[PROBLEM STATEMENT]:
Repeat the entries word for word. Leave nothing out.
═══ RECORDS FOR THE EXERCISE
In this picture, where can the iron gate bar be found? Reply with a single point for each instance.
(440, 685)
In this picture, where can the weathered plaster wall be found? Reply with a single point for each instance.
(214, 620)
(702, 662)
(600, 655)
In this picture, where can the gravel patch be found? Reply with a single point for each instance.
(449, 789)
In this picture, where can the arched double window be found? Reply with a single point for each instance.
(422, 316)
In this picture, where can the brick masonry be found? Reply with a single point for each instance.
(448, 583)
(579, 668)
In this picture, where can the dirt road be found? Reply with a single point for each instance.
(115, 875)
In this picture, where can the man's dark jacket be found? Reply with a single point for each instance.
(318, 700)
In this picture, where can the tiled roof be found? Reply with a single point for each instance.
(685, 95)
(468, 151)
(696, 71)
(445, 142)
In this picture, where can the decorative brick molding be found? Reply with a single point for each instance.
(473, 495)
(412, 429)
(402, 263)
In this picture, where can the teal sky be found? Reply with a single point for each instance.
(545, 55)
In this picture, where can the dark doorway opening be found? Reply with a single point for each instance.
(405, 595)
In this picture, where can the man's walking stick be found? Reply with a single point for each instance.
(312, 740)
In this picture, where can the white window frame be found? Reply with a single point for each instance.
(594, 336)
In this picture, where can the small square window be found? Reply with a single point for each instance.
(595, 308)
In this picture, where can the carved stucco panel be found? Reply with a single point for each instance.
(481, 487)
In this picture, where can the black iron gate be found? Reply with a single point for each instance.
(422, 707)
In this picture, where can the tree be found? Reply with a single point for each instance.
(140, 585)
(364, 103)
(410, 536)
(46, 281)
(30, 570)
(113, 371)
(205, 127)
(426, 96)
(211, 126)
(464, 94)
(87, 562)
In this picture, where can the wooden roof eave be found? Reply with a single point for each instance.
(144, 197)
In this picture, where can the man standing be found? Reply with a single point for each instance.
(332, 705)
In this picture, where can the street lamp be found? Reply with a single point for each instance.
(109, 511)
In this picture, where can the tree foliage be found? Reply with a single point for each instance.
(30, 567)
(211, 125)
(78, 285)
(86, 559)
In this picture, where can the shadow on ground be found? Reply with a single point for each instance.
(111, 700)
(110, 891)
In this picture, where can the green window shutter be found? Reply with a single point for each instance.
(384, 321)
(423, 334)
══════
[PROBLEM SOLUTION]:
In this picture, where can the iron gate bar be found? Reply with a single point for each instance.
(440, 685)
In this picture, where can the weathered plaster wall be found? Reply with a single point for each instance.
(214, 620)
(702, 662)
(600, 655)
In this picture, where can the gravel patch be found? Reply with a single point for each instance.
(449, 789)
In this picture, where can the arched double window be found? Reply with a single point for each instance.
(422, 316)
In this picture, where can the brick masonry be found? Reply with a single point for each instance.
(448, 583)
(579, 668)
In this picture, where can the dirt road be found? Reply with a single point for each instance.
(115, 875)
In this picture, where can the man's dark jacket be found? Reply with a single point for each instance.
(318, 700)
In this picture, where can the tiled roof be found? Reply with a single point for each instance.
(685, 95)
(468, 151)
(696, 71)
(445, 142)
In this picture, where can the decorative brick molding be found? Reply with a single point for each instance.
(473, 495)
(412, 429)
(402, 263)
In this picture, where can the teal sky be found? Reply with a single point for each instance.
(545, 55)
In this picture, where can the dark doorway opening be found? Reply with a single point for each instance.
(405, 595)
In this picture, where can the man's walking stick be found? Reply with a single point for each instance.
(312, 740)
In this picture, where can the white window frame be found? Reply with a single point for each instance.
(594, 336)
In this picture, where can the small square window be found? Reply with a single point for each instance.
(595, 308)
In this picture, where can the carved stucco panel be found? Reply with a single point for each instance.
(481, 487)
In this picture, where can the black iron gate be found? Reply with a single point for each instance.
(422, 707)
In this picture, where can the tree be found? Reply with a single point for each instance.
(140, 585)
(364, 103)
(410, 536)
(46, 281)
(30, 570)
(113, 371)
(205, 127)
(426, 96)
(211, 126)
(464, 94)
(87, 562)
In this picture, where can the wooden roof eave be found? Reply with a single point for each instance.
(144, 197)
In this picture, where can the man standing be found? Reply with a single point for each instance.
(332, 705)
In this picture, where can the street lamp be found? Reply with a single point for each instance.
(109, 511)
In this picture, where can the tree foliage be found? Reply with a single point for each instance.
(30, 567)
(211, 125)
(78, 285)
(86, 559)
In this picture, where can the shadow on ground be found? Reply with a single point for each instance.
(111, 700)
(110, 891)
In this picture, where can the green window shutter be found? Reply with a single point for each instance.
(384, 321)
(423, 334)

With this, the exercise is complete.